• _BRANO DA LEGGERE_
◇ ◇ ◇ ◇ ◇
Sbagliare anche questa volta sarebbe imperdonabile davvero.

 

ll Gelato di Viola

grillodi Michele Mezza

123 mila firme in poche ore raccolte sul web da una gelataia fiorentina che vive a Venezia -Viola Tesi-  ha dimostrato che qualcosa di rilevante è accaduto anche in politica, nel secolo della rete. Dopo l’informazione, la formazione, le professioni, i servizi, la pubblica amministrazione, la ricerca, la finanza, anche la politica è investita dall’ondata di disintermediazione che disarciona i giganti e premia i nani.

Un fenomeno complesso e ingovernabile, che , a poche ore dal trionfo, porta persino il Gigante a 5 stelle ad inseguire la gelataia di Venezia, imprecando contro la nanetta che si è intrufolata nel suo giardino.

E’ la rete, bellezza, verrebbe da dirgli.
◇ ◇ ◇ ◇ ◇
• _DATI FORNITI_

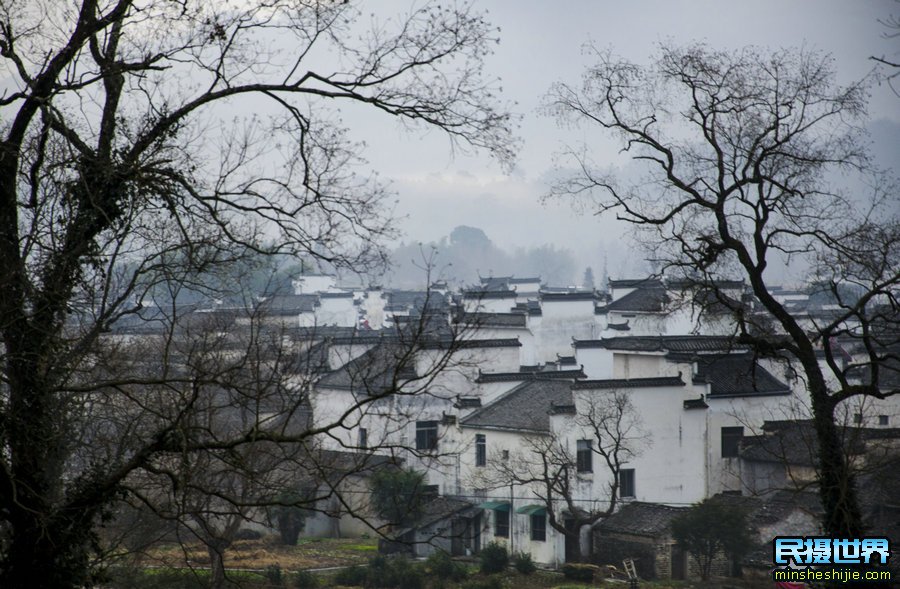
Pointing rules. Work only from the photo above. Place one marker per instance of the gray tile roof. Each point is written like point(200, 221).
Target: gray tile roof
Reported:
point(663, 343)
point(737, 375)
point(790, 442)
point(581, 295)
point(489, 294)
point(494, 319)
point(289, 304)
point(642, 519)
point(630, 383)
point(633, 282)
point(651, 299)
point(526, 407)
point(379, 370)
point(530, 374)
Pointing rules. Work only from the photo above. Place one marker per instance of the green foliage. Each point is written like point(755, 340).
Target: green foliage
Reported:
point(305, 580)
point(289, 518)
point(162, 578)
point(274, 575)
point(709, 528)
point(398, 495)
point(578, 572)
point(523, 563)
point(393, 573)
point(494, 558)
point(493, 582)
point(440, 565)
point(354, 576)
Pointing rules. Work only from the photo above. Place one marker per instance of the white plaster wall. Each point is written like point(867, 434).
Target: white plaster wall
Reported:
point(337, 311)
point(313, 283)
point(597, 362)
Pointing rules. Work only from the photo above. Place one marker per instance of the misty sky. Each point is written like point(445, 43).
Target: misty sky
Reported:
point(541, 42)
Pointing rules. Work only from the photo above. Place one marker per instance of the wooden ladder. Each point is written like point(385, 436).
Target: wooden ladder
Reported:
point(629, 568)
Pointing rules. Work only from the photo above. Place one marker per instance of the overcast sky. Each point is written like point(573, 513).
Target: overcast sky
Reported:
point(541, 43)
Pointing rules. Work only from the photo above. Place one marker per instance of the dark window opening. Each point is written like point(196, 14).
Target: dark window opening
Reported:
point(501, 523)
point(626, 483)
point(584, 456)
point(538, 527)
point(426, 435)
point(731, 441)
point(480, 450)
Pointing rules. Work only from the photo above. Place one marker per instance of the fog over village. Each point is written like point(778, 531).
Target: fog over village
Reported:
point(449, 295)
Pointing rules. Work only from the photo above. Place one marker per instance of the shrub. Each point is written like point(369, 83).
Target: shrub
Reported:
point(274, 576)
point(305, 580)
point(522, 562)
point(578, 572)
point(247, 534)
point(494, 558)
point(393, 573)
point(483, 583)
point(351, 577)
point(440, 565)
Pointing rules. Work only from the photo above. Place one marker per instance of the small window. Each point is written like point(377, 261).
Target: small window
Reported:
point(626, 483)
point(538, 527)
point(584, 456)
point(731, 441)
point(501, 523)
point(480, 450)
point(426, 435)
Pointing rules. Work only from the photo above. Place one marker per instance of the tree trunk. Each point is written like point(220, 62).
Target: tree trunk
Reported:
point(217, 566)
point(843, 518)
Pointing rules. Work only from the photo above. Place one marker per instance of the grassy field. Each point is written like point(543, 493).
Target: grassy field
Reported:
point(263, 564)
point(310, 553)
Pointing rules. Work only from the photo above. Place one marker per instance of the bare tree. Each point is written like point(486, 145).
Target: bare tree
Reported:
point(892, 26)
point(741, 155)
point(124, 174)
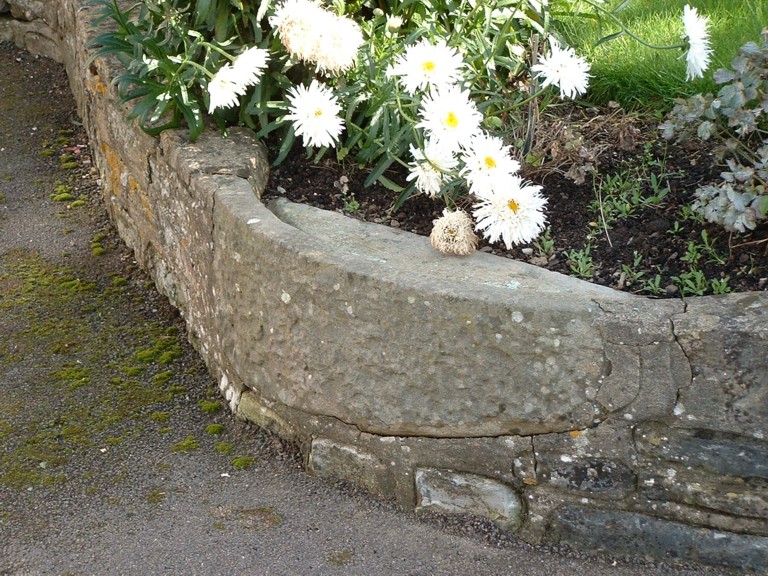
◇ ◇ ◇ ◇ ◇
• _COSA FARE_
Riprendi il brano sulle firme raccolte online dalla gelataia di Venezia e proseguilo dopo l'ultima frase.

• _RISPOSTA_
La pancia conta quando è alla pancia che si parla. Ed affiora  ora il vecchio richiamo solidarista ed emancipatorio di una base sociale che viene da sinistra  ma trascende la sinistra- non   ha votato PD, ignora Vendola, non parla con Ingroia, perché da tempo non vi vede la potenza trasformatrice della realtà. Ma quando si trova in mano le chiavi di Palazzo Chigi il primo istinto è quello di guardare da dove si è venuti.

Ma chi sono e cosa è successo?

Loro sono  quello che fanno, ed è accaduto quanto doveva accadere. Ne più ne meno.

Loro, i grillini, anzi il movimento 5 Stelle, votanti e votati, sono esattamente come appaiono. Giovani, ma non giovanissimi,  precari ma non disoccupati, tecnici, ma non esecutivi, impiegati, ma non placati, cattolici, ma non subalterni, laici, ma non ideologici. Soprattutto digitali, ma non smanettoni.

E’ un movimento della rete, ma non sulla rete. Per certi versi  i 5 Stelle non sono molto dissimili dalle primavere arabe.

In Algeria, Tunisia, Egitto è pure sorto un movimento di protesta, composto da giovani, professionisti ed emarginati. Si disse è la rivoluzione di Facebook. In realtà, questo è il nodo che la politica tende ad esorcizzare, quel movimento, e ancora di più Grillo, non cresce perché usa la rete per parlare, ma perché usa la rete per produrre. Abbiamo di fronte un movimento che si caratterizza per un nucleo di  operai del web: informatici, mediatori, broker, insegnanti, amministratori, imprenditori.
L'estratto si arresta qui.